AIM OF THE TASK
Rewrite the listing starting with the line with "the blue sky." and going on through the line with "x=391 y=446", both included, offsetting every x and y coordinate in the answers by 93 and keeping all other text the same.

SUPPLIED RECORDS
____

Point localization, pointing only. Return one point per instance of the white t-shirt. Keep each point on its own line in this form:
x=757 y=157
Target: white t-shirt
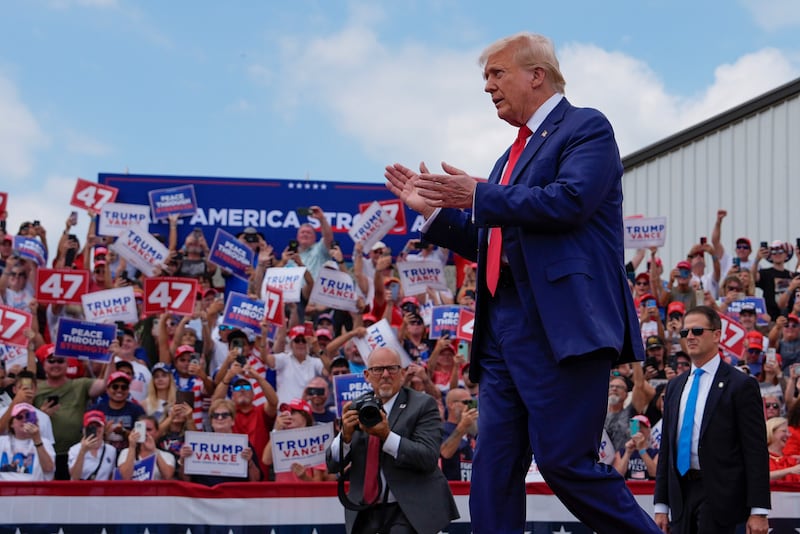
x=292 y=376
x=92 y=459
x=19 y=459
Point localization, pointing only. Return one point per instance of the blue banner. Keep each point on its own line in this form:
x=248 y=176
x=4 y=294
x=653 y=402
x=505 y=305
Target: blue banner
x=268 y=205
x=243 y=312
x=31 y=249
x=179 y=201
x=444 y=319
x=229 y=253
x=82 y=339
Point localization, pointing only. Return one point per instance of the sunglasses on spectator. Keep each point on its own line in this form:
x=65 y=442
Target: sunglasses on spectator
x=378 y=370
x=697 y=331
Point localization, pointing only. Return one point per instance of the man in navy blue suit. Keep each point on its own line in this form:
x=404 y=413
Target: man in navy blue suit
x=554 y=311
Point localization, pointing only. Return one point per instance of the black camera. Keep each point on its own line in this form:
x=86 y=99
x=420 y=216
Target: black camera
x=369 y=409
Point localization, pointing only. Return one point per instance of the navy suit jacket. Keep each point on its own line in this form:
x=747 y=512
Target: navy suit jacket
x=732 y=448
x=561 y=216
x=414 y=477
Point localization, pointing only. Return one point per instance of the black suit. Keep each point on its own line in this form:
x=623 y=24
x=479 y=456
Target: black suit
x=732 y=450
x=414 y=477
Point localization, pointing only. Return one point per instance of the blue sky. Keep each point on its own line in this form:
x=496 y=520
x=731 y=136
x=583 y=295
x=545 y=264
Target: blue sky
x=336 y=90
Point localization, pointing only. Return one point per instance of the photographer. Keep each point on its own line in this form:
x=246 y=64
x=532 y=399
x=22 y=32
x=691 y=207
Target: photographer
x=391 y=446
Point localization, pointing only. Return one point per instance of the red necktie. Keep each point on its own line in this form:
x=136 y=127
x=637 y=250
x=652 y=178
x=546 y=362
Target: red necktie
x=371 y=474
x=495 y=233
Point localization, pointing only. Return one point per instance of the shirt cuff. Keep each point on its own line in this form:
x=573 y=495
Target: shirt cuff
x=429 y=221
x=392 y=445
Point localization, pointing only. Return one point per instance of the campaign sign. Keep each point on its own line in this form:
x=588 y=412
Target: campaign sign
x=644 y=232
x=175 y=294
x=393 y=208
x=466 y=324
x=61 y=286
x=347 y=388
x=371 y=226
x=142 y=470
x=760 y=306
x=179 y=201
x=231 y=254
x=114 y=218
x=85 y=340
x=380 y=335
x=334 y=289
x=216 y=454
x=244 y=312
x=288 y=279
x=110 y=305
x=141 y=249
x=31 y=248
x=417 y=276
x=305 y=445
x=91 y=196
x=732 y=338
x=274 y=299
x=13 y=324
x=444 y=319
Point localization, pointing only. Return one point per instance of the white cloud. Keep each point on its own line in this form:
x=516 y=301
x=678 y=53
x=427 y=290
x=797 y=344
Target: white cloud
x=20 y=134
x=774 y=15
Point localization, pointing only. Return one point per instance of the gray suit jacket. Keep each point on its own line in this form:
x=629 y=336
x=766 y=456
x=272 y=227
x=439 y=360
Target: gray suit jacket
x=414 y=477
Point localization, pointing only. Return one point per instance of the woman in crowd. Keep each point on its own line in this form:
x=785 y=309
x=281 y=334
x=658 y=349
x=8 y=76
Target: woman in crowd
x=92 y=458
x=140 y=449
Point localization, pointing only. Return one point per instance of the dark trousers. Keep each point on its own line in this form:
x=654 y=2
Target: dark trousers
x=383 y=519
x=529 y=402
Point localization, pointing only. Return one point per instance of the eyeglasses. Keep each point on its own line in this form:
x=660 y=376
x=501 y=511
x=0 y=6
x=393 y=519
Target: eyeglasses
x=378 y=370
x=696 y=331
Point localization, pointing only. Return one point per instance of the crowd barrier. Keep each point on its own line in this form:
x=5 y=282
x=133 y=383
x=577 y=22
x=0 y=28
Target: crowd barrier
x=171 y=507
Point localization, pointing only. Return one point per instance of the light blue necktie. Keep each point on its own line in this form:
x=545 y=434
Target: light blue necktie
x=687 y=426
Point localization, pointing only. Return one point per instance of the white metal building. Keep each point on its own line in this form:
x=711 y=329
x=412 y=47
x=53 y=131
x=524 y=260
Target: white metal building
x=745 y=160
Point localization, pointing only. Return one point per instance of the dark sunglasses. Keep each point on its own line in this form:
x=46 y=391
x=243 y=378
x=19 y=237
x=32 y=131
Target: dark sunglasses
x=697 y=331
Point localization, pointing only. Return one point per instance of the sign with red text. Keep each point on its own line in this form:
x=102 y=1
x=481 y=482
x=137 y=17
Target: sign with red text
x=110 y=305
x=644 y=232
x=141 y=249
x=12 y=326
x=371 y=226
x=288 y=279
x=417 y=276
x=334 y=289
x=61 y=286
x=732 y=338
x=216 y=454
x=273 y=296
x=305 y=446
x=174 y=294
x=115 y=217
x=92 y=196
x=395 y=208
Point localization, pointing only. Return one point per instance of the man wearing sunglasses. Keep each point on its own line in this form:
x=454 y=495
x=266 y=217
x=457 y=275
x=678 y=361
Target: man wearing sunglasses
x=709 y=488
x=64 y=399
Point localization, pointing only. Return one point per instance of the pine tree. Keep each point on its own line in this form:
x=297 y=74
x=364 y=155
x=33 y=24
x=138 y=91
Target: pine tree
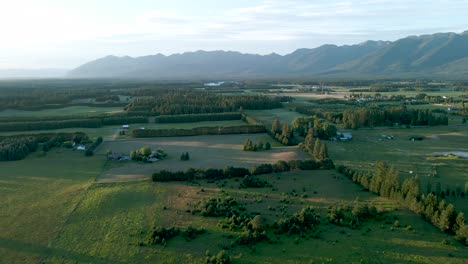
x=275 y=127
x=447 y=218
x=317 y=147
x=459 y=222
x=323 y=154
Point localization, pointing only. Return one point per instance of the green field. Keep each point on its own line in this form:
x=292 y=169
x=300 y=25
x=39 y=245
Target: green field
x=410 y=158
x=268 y=116
x=38 y=196
x=205 y=152
x=109 y=132
x=66 y=111
x=54 y=212
x=106 y=226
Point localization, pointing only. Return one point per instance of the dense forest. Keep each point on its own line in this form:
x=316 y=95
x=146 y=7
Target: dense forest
x=18 y=147
x=355 y=117
x=183 y=102
x=385 y=181
x=197 y=117
x=58 y=124
x=244 y=129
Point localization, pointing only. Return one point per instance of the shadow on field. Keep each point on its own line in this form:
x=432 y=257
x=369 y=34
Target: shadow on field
x=21 y=246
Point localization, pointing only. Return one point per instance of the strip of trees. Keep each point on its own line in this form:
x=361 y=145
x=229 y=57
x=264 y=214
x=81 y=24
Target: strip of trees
x=197 y=117
x=19 y=146
x=319 y=128
x=356 y=117
x=185 y=101
x=314 y=146
x=250 y=146
x=243 y=129
x=58 y=124
x=233 y=172
x=90 y=151
x=282 y=133
x=385 y=181
x=370 y=117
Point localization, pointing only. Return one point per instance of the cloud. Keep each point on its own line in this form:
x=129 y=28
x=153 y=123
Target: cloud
x=262 y=26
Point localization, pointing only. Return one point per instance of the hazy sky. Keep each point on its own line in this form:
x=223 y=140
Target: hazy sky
x=67 y=33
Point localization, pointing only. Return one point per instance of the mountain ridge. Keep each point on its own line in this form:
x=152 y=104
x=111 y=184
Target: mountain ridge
x=441 y=55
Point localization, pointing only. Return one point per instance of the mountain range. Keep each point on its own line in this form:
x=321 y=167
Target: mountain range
x=441 y=55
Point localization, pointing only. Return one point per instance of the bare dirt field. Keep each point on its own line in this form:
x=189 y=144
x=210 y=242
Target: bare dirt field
x=205 y=152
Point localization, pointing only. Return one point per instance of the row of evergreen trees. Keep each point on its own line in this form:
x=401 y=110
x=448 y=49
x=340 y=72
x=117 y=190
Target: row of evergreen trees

____

EXERCISE OUTPUT
Point localization, pointing only. Return one point per instance of the blue sky. Keep each point on its own line in this form:
x=496 y=520
x=731 y=136
x=583 y=295
x=545 y=264
Target: blue sky
x=429 y=183
Point localization, pointing only. Return one point per instance of the photographer. Keep each point on its own line in this form:
x=246 y=64
x=532 y=399
x=22 y=32
x=691 y=207
Target: photographer
x=484 y=539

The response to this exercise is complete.